Challenge
Find each line in the material below that contains the word "mountain", and copy those lines out.

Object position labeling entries
- - -

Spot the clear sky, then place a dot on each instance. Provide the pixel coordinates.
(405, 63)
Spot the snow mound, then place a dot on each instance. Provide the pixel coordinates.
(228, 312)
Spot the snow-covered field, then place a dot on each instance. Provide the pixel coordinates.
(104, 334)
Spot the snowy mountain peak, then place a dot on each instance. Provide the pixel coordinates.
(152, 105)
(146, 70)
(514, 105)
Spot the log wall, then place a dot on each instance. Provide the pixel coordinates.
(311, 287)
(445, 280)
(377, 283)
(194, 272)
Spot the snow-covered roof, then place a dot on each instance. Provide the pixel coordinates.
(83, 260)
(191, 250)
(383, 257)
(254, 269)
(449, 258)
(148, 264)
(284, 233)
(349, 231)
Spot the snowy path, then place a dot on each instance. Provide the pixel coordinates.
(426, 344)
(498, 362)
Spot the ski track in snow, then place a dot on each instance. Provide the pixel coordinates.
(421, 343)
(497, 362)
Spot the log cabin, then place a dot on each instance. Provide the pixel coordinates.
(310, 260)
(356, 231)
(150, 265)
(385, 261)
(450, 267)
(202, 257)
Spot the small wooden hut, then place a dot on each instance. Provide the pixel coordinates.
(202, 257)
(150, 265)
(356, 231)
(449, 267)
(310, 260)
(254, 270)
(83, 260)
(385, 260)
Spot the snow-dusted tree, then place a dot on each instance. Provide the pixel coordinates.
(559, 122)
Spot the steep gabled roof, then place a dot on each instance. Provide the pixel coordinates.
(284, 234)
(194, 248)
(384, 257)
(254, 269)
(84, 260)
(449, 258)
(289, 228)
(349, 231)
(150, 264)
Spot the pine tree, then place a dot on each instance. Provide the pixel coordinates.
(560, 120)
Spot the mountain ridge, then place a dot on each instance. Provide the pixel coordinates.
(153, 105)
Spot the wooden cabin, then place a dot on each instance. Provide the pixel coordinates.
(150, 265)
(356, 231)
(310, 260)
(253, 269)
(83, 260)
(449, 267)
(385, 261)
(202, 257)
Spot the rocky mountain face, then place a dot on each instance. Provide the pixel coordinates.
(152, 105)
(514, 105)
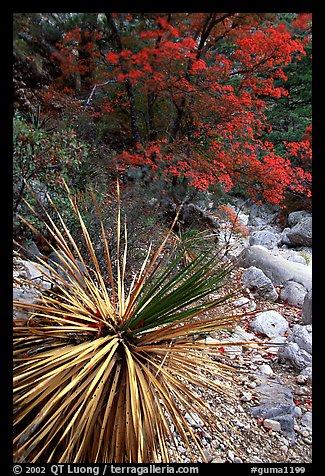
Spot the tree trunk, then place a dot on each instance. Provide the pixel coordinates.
(128, 86)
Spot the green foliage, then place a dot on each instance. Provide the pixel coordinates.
(111, 367)
(42, 158)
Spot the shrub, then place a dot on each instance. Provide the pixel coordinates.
(102, 372)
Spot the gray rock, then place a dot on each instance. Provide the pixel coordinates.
(56, 260)
(30, 251)
(23, 295)
(307, 309)
(266, 369)
(276, 403)
(259, 284)
(287, 423)
(278, 269)
(260, 215)
(308, 373)
(274, 399)
(270, 323)
(298, 357)
(284, 240)
(307, 421)
(37, 273)
(293, 293)
(297, 258)
(301, 233)
(302, 335)
(264, 238)
(296, 217)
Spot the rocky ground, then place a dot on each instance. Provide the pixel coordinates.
(260, 440)
(271, 421)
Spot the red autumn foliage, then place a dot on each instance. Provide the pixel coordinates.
(197, 111)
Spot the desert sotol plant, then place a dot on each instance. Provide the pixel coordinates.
(103, 373)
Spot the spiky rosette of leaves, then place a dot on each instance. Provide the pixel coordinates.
(106, 374)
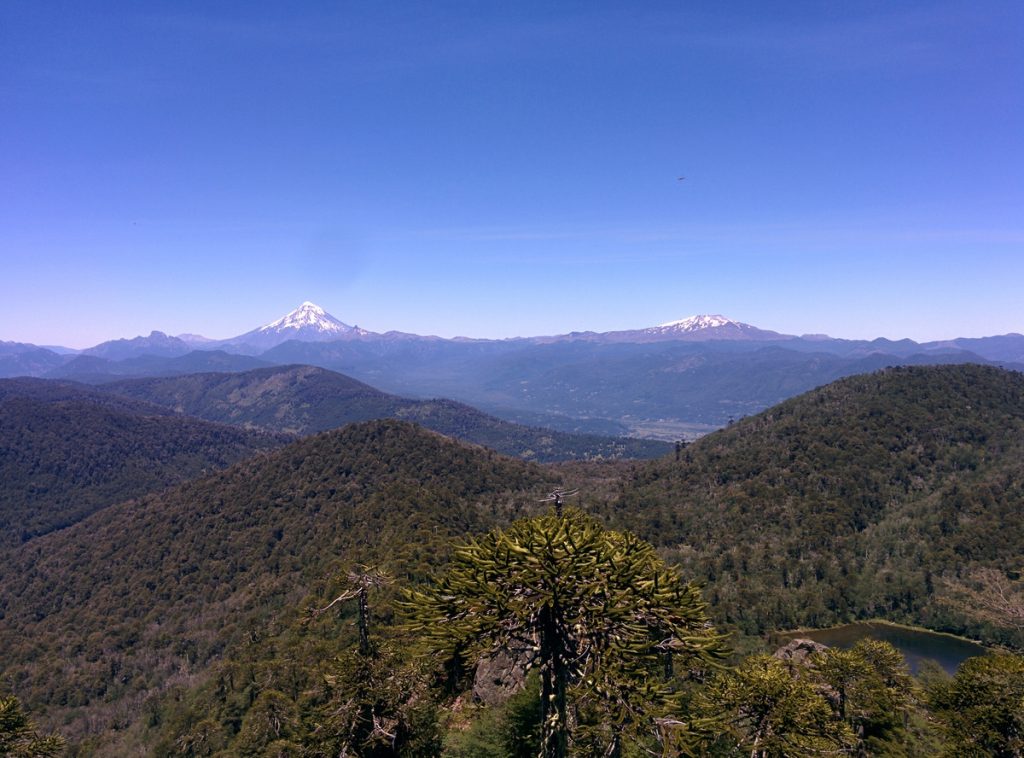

- - -

Correct response
Spot the snowy mountain peak, then place a dot on each instance. Provide the pixel coordinates.
Spot the mountain ridge, then place a dot on each instance. Provide the pixel coordinates.
Spot the rocky mountain face, then place a dot on each instance. Provide the pixel coordinates.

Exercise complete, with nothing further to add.